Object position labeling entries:
⁂
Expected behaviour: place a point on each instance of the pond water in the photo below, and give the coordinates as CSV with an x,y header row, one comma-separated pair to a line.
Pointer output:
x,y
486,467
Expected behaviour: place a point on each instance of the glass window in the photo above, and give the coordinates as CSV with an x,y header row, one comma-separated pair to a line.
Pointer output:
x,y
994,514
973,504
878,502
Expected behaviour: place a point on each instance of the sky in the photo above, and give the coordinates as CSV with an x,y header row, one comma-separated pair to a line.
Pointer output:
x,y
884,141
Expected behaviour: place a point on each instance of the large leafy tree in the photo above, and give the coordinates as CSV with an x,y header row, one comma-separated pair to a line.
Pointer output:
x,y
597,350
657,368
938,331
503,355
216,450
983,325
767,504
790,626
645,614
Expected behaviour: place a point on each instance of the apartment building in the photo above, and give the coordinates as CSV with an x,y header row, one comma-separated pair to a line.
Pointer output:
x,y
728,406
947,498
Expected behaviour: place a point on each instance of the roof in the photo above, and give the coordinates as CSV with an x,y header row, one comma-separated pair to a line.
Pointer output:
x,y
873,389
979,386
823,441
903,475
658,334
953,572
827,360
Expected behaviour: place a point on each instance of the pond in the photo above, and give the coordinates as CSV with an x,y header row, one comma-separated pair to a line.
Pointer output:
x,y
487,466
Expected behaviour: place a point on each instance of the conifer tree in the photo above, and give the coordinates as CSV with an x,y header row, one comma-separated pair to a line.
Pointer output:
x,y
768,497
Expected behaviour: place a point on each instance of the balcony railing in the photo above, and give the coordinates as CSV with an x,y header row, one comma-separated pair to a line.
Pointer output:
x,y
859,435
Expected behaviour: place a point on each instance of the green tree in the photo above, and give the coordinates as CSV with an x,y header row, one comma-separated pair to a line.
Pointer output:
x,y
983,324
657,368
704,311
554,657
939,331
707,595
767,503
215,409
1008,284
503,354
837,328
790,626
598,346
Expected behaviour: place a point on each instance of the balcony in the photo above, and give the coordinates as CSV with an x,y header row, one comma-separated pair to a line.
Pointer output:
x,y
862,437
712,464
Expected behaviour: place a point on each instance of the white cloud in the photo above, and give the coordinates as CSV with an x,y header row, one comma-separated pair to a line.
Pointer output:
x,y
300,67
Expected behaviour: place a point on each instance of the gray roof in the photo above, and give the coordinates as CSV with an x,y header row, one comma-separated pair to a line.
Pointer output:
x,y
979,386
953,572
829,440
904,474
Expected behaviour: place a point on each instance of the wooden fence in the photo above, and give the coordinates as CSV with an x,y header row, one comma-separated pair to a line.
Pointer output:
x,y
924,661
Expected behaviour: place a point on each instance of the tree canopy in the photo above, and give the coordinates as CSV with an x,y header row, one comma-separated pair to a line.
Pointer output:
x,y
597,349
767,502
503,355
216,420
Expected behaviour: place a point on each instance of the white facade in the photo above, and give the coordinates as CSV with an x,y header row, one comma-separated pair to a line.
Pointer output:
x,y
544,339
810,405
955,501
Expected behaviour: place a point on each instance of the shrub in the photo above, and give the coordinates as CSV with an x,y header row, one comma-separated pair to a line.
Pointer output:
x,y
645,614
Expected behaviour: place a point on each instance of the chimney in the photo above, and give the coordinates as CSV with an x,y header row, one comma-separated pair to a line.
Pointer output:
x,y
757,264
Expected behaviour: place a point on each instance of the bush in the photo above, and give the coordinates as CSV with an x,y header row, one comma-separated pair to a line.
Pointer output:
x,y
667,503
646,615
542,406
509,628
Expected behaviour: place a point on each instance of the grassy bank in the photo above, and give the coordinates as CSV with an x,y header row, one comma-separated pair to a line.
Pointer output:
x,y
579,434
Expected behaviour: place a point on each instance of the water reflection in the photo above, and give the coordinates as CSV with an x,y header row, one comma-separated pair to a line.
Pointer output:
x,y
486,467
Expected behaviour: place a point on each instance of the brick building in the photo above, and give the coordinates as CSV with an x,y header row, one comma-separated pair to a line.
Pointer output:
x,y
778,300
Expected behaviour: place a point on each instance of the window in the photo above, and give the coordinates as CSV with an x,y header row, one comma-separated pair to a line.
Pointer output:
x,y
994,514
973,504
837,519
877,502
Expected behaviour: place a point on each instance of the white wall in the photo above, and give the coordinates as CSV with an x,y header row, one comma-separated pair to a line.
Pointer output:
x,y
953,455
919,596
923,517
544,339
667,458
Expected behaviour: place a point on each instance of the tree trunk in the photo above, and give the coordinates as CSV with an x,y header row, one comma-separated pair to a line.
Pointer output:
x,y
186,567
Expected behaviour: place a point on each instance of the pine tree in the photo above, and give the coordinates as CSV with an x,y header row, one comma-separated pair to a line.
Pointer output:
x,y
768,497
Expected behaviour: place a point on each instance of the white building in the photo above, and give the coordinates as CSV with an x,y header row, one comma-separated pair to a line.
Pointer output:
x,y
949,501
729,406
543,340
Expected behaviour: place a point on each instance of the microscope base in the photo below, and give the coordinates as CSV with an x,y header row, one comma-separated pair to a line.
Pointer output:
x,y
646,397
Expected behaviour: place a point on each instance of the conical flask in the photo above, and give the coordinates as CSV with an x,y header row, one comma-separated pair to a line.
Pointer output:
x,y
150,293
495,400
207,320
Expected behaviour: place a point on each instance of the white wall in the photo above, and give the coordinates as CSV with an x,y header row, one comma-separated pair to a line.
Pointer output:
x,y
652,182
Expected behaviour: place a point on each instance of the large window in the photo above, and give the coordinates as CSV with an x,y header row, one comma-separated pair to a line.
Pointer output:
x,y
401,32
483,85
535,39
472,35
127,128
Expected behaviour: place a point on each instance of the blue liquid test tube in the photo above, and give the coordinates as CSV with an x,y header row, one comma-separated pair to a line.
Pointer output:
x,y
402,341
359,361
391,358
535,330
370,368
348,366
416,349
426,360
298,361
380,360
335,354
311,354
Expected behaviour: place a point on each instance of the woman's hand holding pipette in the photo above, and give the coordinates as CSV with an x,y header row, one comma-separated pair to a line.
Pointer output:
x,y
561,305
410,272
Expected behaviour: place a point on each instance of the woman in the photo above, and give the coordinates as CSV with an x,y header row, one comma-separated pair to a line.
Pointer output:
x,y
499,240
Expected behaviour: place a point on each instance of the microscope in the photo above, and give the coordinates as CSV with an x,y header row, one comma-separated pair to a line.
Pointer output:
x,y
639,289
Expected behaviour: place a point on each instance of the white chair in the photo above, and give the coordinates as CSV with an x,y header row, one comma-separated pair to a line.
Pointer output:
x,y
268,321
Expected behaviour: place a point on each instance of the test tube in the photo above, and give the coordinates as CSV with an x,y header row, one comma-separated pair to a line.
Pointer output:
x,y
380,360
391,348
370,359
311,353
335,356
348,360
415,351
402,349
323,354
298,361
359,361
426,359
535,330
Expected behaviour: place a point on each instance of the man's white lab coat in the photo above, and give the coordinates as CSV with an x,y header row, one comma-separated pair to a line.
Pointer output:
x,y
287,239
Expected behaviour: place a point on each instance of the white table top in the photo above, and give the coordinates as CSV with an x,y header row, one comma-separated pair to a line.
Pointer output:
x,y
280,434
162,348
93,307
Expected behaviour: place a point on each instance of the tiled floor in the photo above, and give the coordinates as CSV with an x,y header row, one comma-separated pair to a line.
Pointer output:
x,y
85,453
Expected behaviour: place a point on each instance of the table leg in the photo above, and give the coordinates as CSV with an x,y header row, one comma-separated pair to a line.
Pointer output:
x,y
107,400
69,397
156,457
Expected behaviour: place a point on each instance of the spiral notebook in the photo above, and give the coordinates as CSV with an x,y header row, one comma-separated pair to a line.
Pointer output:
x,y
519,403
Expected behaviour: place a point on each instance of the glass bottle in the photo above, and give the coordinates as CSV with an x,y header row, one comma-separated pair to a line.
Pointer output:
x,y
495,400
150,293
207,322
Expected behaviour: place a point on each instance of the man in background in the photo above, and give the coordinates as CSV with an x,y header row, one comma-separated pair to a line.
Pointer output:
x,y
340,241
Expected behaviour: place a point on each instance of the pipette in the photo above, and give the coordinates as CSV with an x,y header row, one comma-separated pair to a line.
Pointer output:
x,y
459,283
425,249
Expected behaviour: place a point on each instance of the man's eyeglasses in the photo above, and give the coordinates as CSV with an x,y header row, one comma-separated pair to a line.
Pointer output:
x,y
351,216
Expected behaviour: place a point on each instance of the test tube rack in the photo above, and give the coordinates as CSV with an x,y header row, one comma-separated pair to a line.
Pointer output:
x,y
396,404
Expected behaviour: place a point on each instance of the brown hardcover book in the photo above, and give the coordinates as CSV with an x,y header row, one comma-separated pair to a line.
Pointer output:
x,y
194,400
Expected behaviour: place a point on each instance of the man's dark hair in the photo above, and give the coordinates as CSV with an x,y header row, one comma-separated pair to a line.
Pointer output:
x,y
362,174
⁂
(What the task requires)
Emit verbatim the lines running from the one with "of the pipette" through the last line of the data, both endpoints inclusive.

(Final result)
Expected behaviour: place a point on each instance of the pipette in the photo above, and give the coordinates as CSV with an x,y header row, one comma-separated pair to a line.
Pointer output:
x,y
459,283
425,249
Expected behaviour: place a point on each instance of the man's eyeglasses in the photo above, and give the coordinates as CSV with an x,y header row, one comma-separated pair to a line.
Pointer output:
x,y
351,216
Expected behaviour: place a point on each instance of the test tube rack in the photo above, and give the coordinates as CSV with an x,y header row, one comma-separated pair to a line.
Pointer output:
x,y
396,404
Expected behaviour: place a point on each instance of the brown hardcover book in the photo above, and give the coordinates as CSV with an x,y header row, one comma-separated pair to a line.
Pointer output:
x,y
194,400
Expected behaviour: place a point on each instance of the man's dark hair in the photo above, and give the coordinates as CSV with an x,y header row, one comma-separated pair to a line.
Pointer output:
x,y
362,174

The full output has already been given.